▸ Texte à lire:
◆ ◆ ◆ ◆ ◆

Nous sommes au studio à la maison. Ma mère est en train de parler. Elle me montre des papiers, dit qu'elle va mettre ses affaires en ordre, et je comprends qu'elle va « s'acquitter de ses dettes ». S. est là, mais pas dans mon champ de vision. Il doit être dans le hall d'entrée, à trois ou quatre mètres. En tout cas il n'est pas loin et il entend ce que notre mère dit (elle s'adresse plus à lui qu'à moi, d'ailleurs). Je le sens plus que je ne le vois. Sa présence est comme fantomatique. Puis il pénètre dans le studio et il montre à ma mère une sorte de “carte de visite”, un bristol blanc de huit centimètres sur quatre sur lequel est écrit (par ma mère) quelque chose que je ne peux pas lire (je vois un mot souligné deux fois), mais je comprends qu'il lui reproche quelque chose. Il dit quelque chose comme : « C'est ça ? C'est comme ça que tu mets tes affaires en ordre ? » [Je ne parviens pas à me souvenir de ses paroles, je reconstitue comme je peux.] Ou peut-être : « C'est ça. C'est ça que tu me reproches ? » Et là je comprends deux choses simultanément : qu'elle le rétribue pour ce qu'il a fait, et qu'elle lui reproche ce qu'il m'a fait. Elle parle d'Abel et de Caïn.

À partir de là, les choses dérapent et s'accélèrent. S. et notre mère disparaissent de ma vue. Mes paupières se collent, je ne vois plus rien, mais presque immédiatement je comprends qu'il se passe quelque chose de grave, et je me précipite au jardin. C'est entre chien et loup (j'ignore si l'on est tôt le matin ou à la fin du jour, ou bien si c'est ma vue qui ne me permet pas de voir le plein jour). Nous sommes à présent derrière la maison, sur la pelouse qui se trouve au nord, devant la cuisine. Mes paupières se décollent. Je ne vois pas ma mère, mais j'entends toujours mon frère qui parle très agressivement, alors j'appelle le chien qui m'aime (c'est un mélange de Luna et de Salman, mais très gros), et je lui ordonne de se jeter sur mon frère pour le dévorer, en commençant par les parties génitales (c'est ce que je dis). Je ne vois pas ce qui se passe mais je devine, et je vois le gros chien affectueux qui revient vers moi, la gueule pleine de sang. Il ne voulait pas le faire mais il l'a fait pour moi, parce que je le lui ai demandé. Ma mère est plus loin, dans l'ombre, je ne la vois pas, elle a disparu, et je comprends que je ne la verrai plus jamais. [Je me réveille.] 

Peu de temps auparavant, dans le même rêve. J'étais à la maison, seul, et j'avais soudain la sensation d'une présence qui m'effrayait. Je sursautais, et le chien, qui était couché sous la table de la cuisine, prenait peur et allait se réfugier dans le hall. Je l'appelais pour le rassurer et lui demander pardon en le caressant et en l'embrassant. Il était si affectueux avec moi que j'en avais les larmes aux yeux. 

Encore plus avant dans le rêve. Je me rappelle avoir eu très peur, car j'arrivais dans un endroit et c'était le noir complet. Je me suis cru aveugle un bref instant, avant de comprendre que mes paupières étaient collées. J'ai dû utiliser mes doigts pour pouvoir ouvrir mes yeux.

◆ ◆ ◆ ◆ ◆

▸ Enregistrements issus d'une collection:
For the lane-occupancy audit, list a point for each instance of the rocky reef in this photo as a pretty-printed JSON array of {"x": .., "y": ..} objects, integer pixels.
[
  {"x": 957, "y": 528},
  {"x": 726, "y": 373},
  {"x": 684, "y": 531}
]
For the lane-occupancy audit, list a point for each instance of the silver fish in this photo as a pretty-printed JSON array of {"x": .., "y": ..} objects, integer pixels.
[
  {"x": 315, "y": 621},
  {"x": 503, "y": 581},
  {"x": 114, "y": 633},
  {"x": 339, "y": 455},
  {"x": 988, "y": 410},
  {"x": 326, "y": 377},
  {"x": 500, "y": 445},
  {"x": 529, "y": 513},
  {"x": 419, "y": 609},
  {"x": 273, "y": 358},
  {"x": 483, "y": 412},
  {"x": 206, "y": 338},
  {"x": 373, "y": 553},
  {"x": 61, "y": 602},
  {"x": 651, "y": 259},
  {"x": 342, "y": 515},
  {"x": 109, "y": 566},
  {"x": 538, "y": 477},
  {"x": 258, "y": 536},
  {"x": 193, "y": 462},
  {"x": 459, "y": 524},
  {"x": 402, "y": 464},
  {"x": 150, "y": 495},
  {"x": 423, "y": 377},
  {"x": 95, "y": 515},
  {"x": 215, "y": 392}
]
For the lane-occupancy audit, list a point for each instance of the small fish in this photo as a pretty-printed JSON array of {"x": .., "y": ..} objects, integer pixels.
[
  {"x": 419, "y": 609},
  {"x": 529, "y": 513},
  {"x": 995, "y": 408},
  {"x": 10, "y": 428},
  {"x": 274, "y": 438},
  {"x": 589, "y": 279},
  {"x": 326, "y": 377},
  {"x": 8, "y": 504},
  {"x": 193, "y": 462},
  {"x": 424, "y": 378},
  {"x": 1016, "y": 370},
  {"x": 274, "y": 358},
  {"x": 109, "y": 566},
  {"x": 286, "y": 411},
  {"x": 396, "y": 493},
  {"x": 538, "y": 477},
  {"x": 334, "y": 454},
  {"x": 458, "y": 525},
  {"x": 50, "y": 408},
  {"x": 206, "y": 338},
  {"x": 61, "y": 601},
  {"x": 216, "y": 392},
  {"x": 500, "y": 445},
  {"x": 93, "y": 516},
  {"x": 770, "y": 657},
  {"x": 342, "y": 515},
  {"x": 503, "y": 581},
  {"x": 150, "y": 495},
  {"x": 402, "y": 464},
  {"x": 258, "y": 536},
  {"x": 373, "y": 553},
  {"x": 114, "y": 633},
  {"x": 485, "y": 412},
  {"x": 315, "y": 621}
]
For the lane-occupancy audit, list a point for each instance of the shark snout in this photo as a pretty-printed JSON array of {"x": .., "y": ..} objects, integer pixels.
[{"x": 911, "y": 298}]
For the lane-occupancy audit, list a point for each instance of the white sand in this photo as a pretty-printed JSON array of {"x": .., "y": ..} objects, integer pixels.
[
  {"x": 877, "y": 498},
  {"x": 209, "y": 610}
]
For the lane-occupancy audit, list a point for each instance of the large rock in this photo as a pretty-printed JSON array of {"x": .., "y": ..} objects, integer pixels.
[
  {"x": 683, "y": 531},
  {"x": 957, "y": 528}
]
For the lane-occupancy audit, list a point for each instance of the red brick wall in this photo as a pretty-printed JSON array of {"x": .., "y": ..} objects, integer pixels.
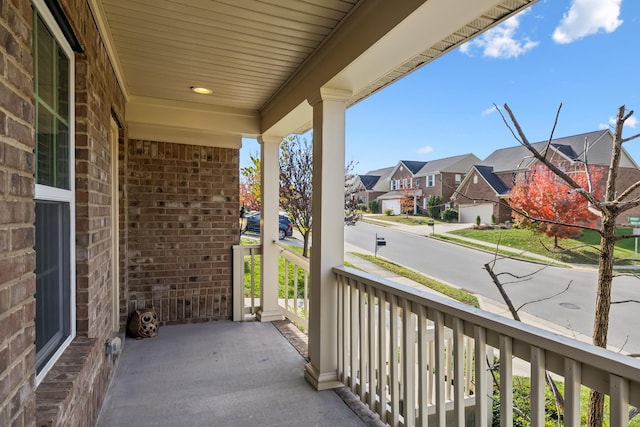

◆ ◆ ◆ ◆ ◆

▸ Objectif:
Dans le récit de rêve, quelles sont les dimensions du bristol blanc que S. montre à la mère ? Cette liste provient d'une autre source que le texte.

▸ Réponse finale:
Huit centimètres sur quatre.